Natural-language object grounding data:
[Start of Attachment]

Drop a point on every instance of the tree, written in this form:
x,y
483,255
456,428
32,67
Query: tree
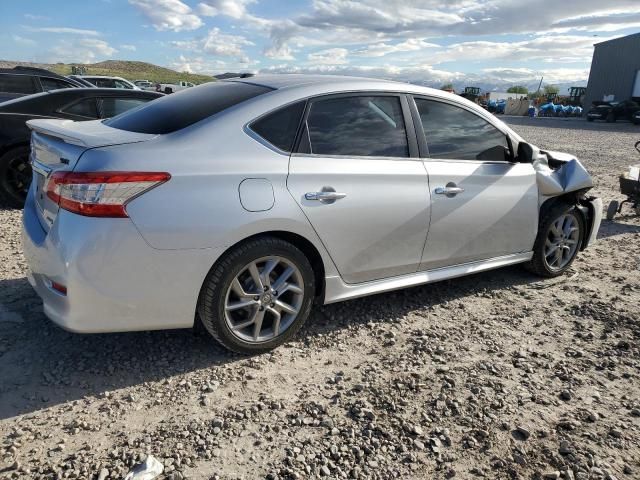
x,y
518,89
551,90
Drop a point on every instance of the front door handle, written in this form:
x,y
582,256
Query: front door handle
x,y
451,190
325,196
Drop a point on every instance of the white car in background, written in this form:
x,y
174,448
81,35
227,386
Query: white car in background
x,y
173,87
144,85
109,82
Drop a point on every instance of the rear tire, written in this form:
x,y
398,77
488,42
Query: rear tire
x,y
560,235
15,177
257,296
612,209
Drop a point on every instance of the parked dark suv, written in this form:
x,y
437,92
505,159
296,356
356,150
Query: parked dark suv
x,y
20,81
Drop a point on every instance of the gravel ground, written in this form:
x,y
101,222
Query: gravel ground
x,y
498,375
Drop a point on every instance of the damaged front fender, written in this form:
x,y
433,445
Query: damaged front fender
x,y
558,174
569,176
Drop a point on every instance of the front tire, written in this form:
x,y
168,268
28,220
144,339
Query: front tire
x,y
15,177
257,296
559,238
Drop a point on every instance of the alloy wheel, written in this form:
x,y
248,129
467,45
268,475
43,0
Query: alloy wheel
x,y
562,241
264,299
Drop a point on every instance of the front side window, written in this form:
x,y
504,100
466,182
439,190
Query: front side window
x,y
82,108
455,133
53,84
112,106
279,128
357,126
121,84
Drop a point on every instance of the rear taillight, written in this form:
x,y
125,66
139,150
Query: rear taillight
x,y
100,194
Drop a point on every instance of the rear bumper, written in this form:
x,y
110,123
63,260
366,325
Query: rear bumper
x,y
115,281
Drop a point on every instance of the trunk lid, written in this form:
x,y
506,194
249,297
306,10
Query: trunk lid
x,y
57,145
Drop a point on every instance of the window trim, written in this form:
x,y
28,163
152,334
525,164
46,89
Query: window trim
x,y
40,77
253,134
70,104
412,142
422,138
34,85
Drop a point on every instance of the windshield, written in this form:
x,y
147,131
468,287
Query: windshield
x,y
179,110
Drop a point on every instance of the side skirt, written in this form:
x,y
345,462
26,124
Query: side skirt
x,y
336,290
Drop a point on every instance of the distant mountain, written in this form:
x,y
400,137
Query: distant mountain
x,y
120,68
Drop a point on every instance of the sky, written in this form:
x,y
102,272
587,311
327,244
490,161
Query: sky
x,y
489,43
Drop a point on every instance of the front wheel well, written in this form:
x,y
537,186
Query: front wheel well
x,y
578,200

[End of Attachment]

Goal of the exercise: A faithful copy is needed: reproduce all of the data above, leaving the pictures out.

Your response:
Drop a point on every instance of the tree, written in this form:
x,y
483,255
456,428
32,67
Query: tree
x,y
518,89
551,90
Drop a point on every instance of the front door handle, written in this form:
x,y
582,256
Query: front door handle
x,y
451,190
325,196
Drop a point on every instance of the white car in background, written in this form:
x,y
174,448
81,35
227,386
Query: white car in background
x,y
173,87
144,85
109,82
Drop a point on every instance of the rear tire, written in this form:
x,y
398,77
488,42
Query: rear tire
x,y
560,235
15,177
257,296
612,209
Drop a point on every instance of the parked dark suv, written in this form:
x,y
437,92
505,159
296,356
356,150
Query: parked dark suv
x,y
20,81
Drop a point on every instance of the gravel ground, written in this form:
x,y
101,222
Query: gravel ground
x,y
498,375
Drop a point on every instance of the damaged front fender, written in this form:
x,y
433,445
Query: damaged front fender
x,y
558,174
569,176
Drop a point on every instance of the front tire, written in this form:
x,y
168,268
28,220
144,339
Query: front tire
x,y
15,177
257,296
559,238
Drop a point on every instance of the alloy wheel, written in this form:
x,y
248,129
467,45
268,475
43,0
Query: alloy wheel
x,y
562,241
264,299
Drop a point on every instance of the front side window, written in this form:
x,y
504,100
466,182
439,190
Query: front side window
x,y
82,108
455,133
53,84
112,106
279,128
357,126
121,84
Drop a point on every instance of the rear taillight, written in this form:
x,y
125,66
139,150
Query: rear taillight
x,y
100,194
Drop a point on every instance of the rear bumper, written in this form:
x,y
110,123
63,260
366,325
Query: rear bumper
x,y
115,281
Drop a point on every instance of the trunk lid, written in this form:
x,y
506,194
249,297
306,10
Query: trunk lid
x,y
57,145
Drop a point on every instance of the window trim, written in this form:
x,y
28,163
152,334
525,164
46,89
Query: window trim
x,y
40,77
253,134
70,104
412,142
422,138
34,85
Drop a point on every instance of the windshield, written in this form:
x,y
147,131
468,287
Query: windshield
x,y
179,110
Drop a point on every instance of the side skirt, written in this form:
x,y
345,462
26,124
Query: side skirt
x,y
336,290
Drop a point on every instance of the distant mountain, written in this form:
x,y
400,137
Query: distant mountain
x,y
120,68
Drop a point on every instance of the sky, written in this form:
x,y
102,272
587,311
327,244
490,161
Query: sky
x,y
489,43
Drop a point on every instance of the front wheel well, written in this form:
x,y
537,186
Query: front wheel well
x,y
578,200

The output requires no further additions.